RECORDS PROVIDED start

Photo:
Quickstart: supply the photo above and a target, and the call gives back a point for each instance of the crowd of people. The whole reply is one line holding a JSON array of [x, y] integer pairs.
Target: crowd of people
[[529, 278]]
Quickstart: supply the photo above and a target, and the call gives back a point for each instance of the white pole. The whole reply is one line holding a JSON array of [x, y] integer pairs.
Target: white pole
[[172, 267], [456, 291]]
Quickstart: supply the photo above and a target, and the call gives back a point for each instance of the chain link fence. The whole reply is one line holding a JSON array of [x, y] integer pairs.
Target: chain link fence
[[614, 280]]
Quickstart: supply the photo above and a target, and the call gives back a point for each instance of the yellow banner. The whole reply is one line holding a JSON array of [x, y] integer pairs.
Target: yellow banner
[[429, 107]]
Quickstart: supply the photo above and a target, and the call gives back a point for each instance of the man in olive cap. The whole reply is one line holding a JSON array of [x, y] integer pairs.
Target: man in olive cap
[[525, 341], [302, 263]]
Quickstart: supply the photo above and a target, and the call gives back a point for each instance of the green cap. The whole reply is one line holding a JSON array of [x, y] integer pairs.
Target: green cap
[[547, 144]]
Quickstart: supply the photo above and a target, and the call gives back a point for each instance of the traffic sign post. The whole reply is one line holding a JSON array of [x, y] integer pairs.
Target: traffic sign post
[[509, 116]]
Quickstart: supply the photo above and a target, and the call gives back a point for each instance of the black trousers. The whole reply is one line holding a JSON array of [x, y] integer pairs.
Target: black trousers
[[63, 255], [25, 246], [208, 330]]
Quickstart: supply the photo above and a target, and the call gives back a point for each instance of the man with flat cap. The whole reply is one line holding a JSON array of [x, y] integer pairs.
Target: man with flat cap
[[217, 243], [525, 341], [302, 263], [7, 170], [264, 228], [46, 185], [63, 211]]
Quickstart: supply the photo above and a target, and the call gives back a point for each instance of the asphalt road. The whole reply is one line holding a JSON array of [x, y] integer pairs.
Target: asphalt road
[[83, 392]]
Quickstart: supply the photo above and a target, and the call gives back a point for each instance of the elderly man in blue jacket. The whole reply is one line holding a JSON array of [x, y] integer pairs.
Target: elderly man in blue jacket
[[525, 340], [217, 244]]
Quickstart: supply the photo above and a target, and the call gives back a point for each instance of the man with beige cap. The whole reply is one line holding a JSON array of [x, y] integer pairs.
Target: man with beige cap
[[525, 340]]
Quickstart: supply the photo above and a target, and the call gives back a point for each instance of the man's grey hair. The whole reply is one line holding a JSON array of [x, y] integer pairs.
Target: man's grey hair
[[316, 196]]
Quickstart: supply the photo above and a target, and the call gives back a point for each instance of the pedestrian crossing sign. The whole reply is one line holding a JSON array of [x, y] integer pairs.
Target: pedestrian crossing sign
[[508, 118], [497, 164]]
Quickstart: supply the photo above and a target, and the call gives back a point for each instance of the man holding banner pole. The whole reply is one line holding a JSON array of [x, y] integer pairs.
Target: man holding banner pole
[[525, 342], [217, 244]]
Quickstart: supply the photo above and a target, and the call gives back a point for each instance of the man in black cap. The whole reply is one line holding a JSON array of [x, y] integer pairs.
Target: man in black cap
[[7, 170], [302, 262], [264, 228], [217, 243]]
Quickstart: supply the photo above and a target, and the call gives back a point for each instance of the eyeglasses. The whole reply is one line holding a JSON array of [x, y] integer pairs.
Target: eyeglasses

RECORDS PROVIDED end

• YOUR GOAL
Rewrite all the entries above with "Quickstart" replaced by "Overview" wherever it occurs, leaving everything else unchanged.

• OUTPUT
Photo:
Overview: supply the photo above and a target, and the call gives back a point for each instance of the crowd of people. The whole reply is one line holding a JSON array of [x, y] integer pairs.
Target: crowd of people
[[529, 278]]
Overview: supply the photo above and a target, and the call gives back a point for each instance of the white pole. The whole reply is one line holding a JSON array of [x, y] integer pairs.
Target: white pole
[[172, 267], [456, 291]]
Overview: supply the photo above and a target, and the call gives back a point for each instance of the chain link fence. The whole reply is one line holding a JSON array of [x, y] integer pairs.
Target: chain link fence
[[614, 280]]
Overview: supply the photo above and a target, and the call gives back a point for each instance of the yellow banner. The whole reply is one line holding a JSON array of [x, y] integer pairs.
Target: yellow banner
[[429, 107]]
Overview: supply the photo above and a target, and the call gives back a point for each instance of the man in olive cap. The whole reply is one line holding a JSON array of [x, y] integer pairs.
Target: man in olive cap
[[525, 341], [302, 263]]
Overview: supply the photo above and a target, and the call gives back a point for each instance of the green cap. The whole reply is one line holding a JSON array of [x, y] integer pairs.
Target: green cap
[[547, 144]]
Overview: supply the photo above and a target, and the call gives back a point for each instance of the traffic sign post. The whole reply is one line holding a JSON array of [x, y] integer pairs.
Target: traffic sign post
[[509, 116]]
Overview: supply the photo above and a target, and the call gives back a point for each instance of the black trousers. The whole reply is one line holding a JSON array of [x, y] integer pairs.
Target: black trousers
[[63, 255], [25, 246], [208, 330]]
Overview: supply the photo above and a target, and the call gives back a point for each instance of the man with flat cap. The whole reply is one line holding a JSON array of [x, y] integer pairs.
Target: man with flat cap
[[217, 243], [525, 341], [302, 263], [7, 170], [264, 228], [46, 185], [63, 211]]
Overview: supply the photo above and a target, and the call gives back a point for each instance of the asphalt road. The whole reply is one line holding a JSON array of [x, y] integer pairs.
Target: asphalt road
[[83, 392]]
Overview: supply the photo above and a target, and the call gives back a point for each instance of the elderly man in blue jacket. The whole reply is one line holding a JSON array of [x, y] integer pairs.
Target: elderly man in blue jacket
[[525, 340], [217, 244]]
Overview: supply the photo above and a target, and the call gives back a point for each instance of the man with beige cap. The whole reply is one line holding a JSON array of [x, y] integer pairs.
Target: man with beige cap
[[525, 340]]
Overview: supply the photo above and a target, and the call gives back a point for each instance of the man's grey hair. The whole reply is one line holding a JSON array of [x, y] integer pairs.
Target: man's grey hair
[[316, 196]]
Overview: supply the photo above and a target, and the call gives back a point for each instance of the pedestrian crossing sign. The whole reply is one line holding a JSON array of [x, y] integer pairs.
Target: pedestrian crossing sign
[[508, 118], [497, 164]]
Overview: supply the photo above and a target, and the call gives back a point for each instance of the man holding banner pole. The whole reply is one line holding a JSON array of [x, y] integer pairs.
Target: man holding banner pole
[[525, 342], [217, 244]]
Overview: supply the photo above and a target, and the call gives back a point for each instance of the man in black cap. The whole reply is one line holding a JSON array of [x, y] integer pairs.
Target: man in black cap
[[7, 170], [302, 262], [264, 228], [217, 243]]
Overview: supply the photo above and a target, and the call gives back a point for each instance of the eyeglasses. The whole reply is one line holding a JSON array of [x, y] integer pairs.
Target: eyeglasses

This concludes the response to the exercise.